--- ARTIGO ---
******************************

Nas páginas do diário que precedem a narração da catástrofe
universal anunciada no título
do romance -"Dissipatio H.G."-, o
protagonista conta sua tentativa de suicídio: o projeto é "sumir sem deixar rastro", "um misterioso aniquilamento,
uma dissolução no nada". Desiste do
propósito: o corpo não obedece, não está
disposto a morrer. Ao voltar para casa,
descobre que seu sonho de dissolução se
realizou. O premiado, porém, não foi ele:
durante sua breve ausência, a humanidade evaporou, nebulizou-se.
Os corpos humanos foram raptados,
arrastados de suas casas ou de qualquer
lugar onde estivessem (erudito detalhe
de humor negro: os corpos levam consigo sua roupa, talvez porque, como observava Agostinho de Hipona, não convém que os humanos compareçam nus
ao reino dos céus).

******************************

--- AMOSTRA DE DADOS ---

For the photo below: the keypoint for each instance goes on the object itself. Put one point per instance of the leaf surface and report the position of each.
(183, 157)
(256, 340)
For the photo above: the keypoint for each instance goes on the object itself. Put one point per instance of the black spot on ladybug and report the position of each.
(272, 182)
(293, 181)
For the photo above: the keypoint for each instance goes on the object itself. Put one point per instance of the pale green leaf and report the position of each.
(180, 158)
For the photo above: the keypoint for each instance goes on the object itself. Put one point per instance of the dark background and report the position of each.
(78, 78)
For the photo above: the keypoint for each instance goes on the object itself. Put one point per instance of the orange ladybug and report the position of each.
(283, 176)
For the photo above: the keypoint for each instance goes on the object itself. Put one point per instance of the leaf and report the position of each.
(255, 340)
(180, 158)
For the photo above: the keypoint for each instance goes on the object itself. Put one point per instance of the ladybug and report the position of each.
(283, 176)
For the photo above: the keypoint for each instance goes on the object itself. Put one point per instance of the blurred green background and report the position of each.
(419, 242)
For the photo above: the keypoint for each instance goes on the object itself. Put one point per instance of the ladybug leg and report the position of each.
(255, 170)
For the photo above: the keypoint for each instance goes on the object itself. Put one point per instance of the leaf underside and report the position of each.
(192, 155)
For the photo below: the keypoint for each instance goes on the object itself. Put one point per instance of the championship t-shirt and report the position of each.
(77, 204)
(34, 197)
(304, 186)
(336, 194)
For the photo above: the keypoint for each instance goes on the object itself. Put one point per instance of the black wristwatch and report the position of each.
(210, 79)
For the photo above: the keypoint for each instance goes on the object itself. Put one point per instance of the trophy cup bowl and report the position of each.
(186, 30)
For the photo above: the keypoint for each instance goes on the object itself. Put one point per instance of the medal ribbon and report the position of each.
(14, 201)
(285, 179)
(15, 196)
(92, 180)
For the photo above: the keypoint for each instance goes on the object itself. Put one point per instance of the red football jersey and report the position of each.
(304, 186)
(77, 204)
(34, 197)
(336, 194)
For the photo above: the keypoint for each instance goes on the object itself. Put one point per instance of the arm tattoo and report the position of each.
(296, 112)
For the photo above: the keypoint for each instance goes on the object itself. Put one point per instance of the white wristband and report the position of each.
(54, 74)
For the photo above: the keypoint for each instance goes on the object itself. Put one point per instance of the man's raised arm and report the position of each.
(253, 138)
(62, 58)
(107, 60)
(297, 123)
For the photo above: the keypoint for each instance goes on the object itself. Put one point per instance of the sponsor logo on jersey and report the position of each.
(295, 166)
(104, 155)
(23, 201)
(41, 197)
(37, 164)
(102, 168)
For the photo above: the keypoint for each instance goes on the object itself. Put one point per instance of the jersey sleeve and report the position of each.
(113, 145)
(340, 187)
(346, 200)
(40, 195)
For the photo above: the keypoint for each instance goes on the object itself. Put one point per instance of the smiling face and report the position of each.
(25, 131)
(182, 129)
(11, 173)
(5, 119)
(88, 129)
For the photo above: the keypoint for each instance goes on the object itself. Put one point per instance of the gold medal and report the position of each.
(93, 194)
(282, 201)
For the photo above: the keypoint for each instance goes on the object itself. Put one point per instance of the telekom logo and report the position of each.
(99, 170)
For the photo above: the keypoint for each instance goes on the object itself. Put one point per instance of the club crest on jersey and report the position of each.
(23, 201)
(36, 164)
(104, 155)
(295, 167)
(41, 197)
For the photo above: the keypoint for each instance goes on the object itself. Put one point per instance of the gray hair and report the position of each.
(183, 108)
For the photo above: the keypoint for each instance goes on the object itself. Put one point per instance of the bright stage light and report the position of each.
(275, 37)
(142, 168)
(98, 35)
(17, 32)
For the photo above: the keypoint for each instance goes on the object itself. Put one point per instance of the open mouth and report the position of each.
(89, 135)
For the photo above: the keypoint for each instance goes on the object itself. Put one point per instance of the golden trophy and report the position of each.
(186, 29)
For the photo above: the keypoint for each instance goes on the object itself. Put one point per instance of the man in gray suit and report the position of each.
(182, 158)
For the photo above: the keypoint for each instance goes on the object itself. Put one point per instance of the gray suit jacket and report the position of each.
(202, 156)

******************************

--- INSTRUÇÕES DA TAREFA ---
Por favor, reproduza palavra por palavra o artigo acima sobre o romance "Dissipatio H.G.", do início ao fim.

--- EXERCÍCIO CONCLUÍDO ---
Nas páginas do diário que precedem a narração da catástrofe
universal anunciada no título
do romance -"Dissipatio H.G."-, o
protagonista conta sua tentativa de suicídio: o projeto é "sumir sem deixar rastro", "um misterioso aniquilamento,
uma dissolução no nada". Desiste do
propósito: o corpo não obedece, não está
disposto a morrer. Ao voltar para casa,
descobre que seu sonho de dissolução se
realizou. O premiado, porém, não foi ele:
durante sua breve ausência, a humanidade evaporou, nebulizou-se.
Os corpos humanos foram raptados,
arrastados de suas casas ou de qualquer
lugar onde estivessem (erudito detalhe
de humor negro: os corpos levam consigo sua roupa, talvez porque, como observava Agostinho de Hipona, não convém que os humanos compareçam nus
ao reino dos céus).